[What is required]:
Count the lines in the listing below that contain the string "tree", treating uppercase and lowercase letters as distinct. Give only the number.

--------

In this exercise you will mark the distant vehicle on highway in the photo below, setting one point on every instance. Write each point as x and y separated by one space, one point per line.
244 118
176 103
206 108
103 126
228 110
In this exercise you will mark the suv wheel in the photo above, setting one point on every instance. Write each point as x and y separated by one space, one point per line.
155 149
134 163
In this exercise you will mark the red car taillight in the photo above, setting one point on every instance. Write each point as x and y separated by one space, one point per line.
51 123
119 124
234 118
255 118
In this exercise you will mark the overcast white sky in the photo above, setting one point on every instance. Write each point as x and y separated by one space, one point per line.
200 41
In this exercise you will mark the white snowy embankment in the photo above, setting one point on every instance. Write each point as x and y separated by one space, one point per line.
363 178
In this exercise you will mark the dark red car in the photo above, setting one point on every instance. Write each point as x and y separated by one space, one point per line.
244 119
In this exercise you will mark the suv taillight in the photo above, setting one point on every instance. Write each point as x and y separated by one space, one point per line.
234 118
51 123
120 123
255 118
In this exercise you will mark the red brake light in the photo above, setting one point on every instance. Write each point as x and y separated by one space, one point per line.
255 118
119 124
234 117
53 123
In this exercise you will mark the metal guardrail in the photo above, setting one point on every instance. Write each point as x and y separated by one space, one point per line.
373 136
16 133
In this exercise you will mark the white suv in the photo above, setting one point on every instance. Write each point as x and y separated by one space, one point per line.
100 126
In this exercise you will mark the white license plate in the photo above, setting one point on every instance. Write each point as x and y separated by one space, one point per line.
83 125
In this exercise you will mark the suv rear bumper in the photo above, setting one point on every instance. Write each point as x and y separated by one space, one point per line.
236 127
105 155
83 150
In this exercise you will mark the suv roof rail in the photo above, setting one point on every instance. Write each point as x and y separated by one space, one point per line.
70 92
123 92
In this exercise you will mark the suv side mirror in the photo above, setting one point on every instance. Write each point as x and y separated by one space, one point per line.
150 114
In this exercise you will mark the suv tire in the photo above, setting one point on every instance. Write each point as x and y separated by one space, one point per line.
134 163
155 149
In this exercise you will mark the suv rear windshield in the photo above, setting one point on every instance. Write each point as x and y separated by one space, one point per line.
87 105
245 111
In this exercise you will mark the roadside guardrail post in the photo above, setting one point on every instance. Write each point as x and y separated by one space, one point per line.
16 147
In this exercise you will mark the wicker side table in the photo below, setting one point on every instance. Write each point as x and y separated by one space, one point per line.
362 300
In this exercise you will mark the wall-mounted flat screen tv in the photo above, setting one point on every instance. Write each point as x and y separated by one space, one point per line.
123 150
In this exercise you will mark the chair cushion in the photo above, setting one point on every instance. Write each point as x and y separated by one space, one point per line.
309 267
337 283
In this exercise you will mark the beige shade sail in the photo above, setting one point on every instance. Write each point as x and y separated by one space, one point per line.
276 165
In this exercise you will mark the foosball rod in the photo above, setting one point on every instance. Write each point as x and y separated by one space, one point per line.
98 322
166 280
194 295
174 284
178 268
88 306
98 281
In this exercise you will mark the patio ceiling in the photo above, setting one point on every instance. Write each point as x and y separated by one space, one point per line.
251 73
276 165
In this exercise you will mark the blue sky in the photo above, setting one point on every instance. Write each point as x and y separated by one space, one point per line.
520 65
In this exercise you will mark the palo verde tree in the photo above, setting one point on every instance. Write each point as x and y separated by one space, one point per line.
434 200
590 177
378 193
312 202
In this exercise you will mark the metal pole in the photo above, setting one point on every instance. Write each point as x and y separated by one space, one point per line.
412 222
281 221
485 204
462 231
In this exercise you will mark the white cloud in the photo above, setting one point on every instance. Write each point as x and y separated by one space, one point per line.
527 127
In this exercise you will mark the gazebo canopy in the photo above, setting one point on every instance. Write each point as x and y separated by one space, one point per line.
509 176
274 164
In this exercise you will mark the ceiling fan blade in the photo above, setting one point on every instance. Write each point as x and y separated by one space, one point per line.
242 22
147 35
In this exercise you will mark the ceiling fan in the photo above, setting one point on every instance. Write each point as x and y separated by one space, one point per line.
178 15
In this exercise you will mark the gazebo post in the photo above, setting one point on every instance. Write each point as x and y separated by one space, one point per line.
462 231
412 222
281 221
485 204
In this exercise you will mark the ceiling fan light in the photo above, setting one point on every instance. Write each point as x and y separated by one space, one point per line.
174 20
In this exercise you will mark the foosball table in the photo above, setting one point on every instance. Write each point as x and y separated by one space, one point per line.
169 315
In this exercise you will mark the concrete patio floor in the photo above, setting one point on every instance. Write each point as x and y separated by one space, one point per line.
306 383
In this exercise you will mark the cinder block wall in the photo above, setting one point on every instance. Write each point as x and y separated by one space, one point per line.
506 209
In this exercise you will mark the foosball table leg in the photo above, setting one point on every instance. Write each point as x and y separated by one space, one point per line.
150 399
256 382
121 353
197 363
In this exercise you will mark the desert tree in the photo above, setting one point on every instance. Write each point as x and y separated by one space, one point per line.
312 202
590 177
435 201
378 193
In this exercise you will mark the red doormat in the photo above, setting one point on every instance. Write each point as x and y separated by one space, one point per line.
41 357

--------

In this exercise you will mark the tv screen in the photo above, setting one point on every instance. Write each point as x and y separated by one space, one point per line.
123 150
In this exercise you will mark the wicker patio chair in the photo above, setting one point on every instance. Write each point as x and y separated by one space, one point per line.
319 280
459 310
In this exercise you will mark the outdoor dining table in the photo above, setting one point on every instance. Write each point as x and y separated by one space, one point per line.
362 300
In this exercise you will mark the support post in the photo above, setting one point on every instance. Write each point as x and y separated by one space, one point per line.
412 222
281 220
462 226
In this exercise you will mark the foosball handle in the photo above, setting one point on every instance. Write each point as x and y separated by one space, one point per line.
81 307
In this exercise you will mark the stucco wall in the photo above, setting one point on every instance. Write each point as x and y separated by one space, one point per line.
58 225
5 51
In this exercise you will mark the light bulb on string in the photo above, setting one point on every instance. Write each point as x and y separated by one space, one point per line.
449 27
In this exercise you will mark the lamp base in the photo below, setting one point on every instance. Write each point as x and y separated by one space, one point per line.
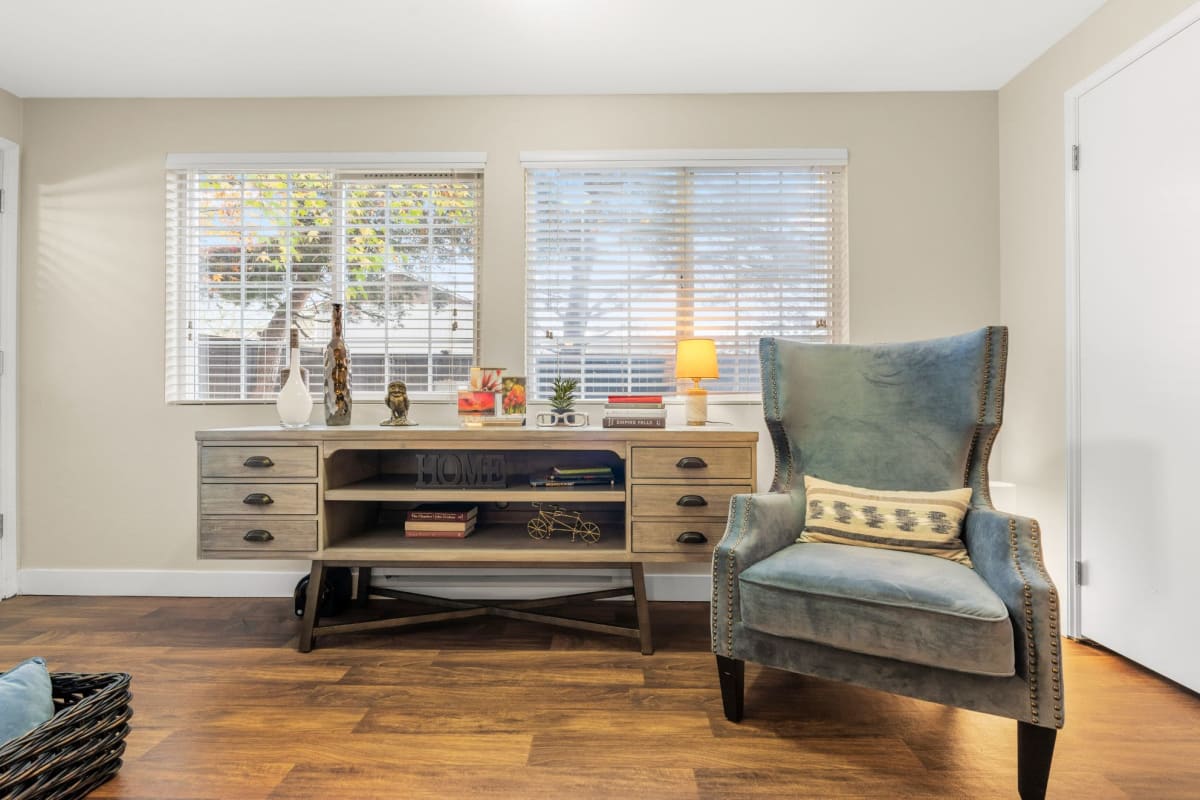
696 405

--------

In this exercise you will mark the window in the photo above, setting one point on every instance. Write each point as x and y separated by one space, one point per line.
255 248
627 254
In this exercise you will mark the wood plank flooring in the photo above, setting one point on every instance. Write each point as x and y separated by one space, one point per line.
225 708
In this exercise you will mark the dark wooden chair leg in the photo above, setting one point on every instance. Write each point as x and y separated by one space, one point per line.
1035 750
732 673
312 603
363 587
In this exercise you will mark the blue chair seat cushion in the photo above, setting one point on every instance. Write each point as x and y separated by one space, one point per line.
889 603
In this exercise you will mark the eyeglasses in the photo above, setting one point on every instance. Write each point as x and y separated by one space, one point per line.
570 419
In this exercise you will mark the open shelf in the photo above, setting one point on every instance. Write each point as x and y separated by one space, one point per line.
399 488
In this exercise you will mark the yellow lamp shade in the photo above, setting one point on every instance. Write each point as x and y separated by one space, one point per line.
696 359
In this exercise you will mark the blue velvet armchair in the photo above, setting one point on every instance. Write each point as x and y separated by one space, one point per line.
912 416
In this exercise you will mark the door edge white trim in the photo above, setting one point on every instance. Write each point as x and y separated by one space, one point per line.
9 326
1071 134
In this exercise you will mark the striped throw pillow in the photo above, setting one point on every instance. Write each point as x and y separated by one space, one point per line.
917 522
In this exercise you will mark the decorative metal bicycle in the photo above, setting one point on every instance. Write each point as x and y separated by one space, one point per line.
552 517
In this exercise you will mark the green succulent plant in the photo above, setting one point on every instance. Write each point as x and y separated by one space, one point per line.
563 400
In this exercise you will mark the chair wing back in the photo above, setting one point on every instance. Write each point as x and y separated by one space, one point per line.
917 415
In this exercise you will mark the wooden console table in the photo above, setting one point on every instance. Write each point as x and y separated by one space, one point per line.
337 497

--------

[Written reply]:
2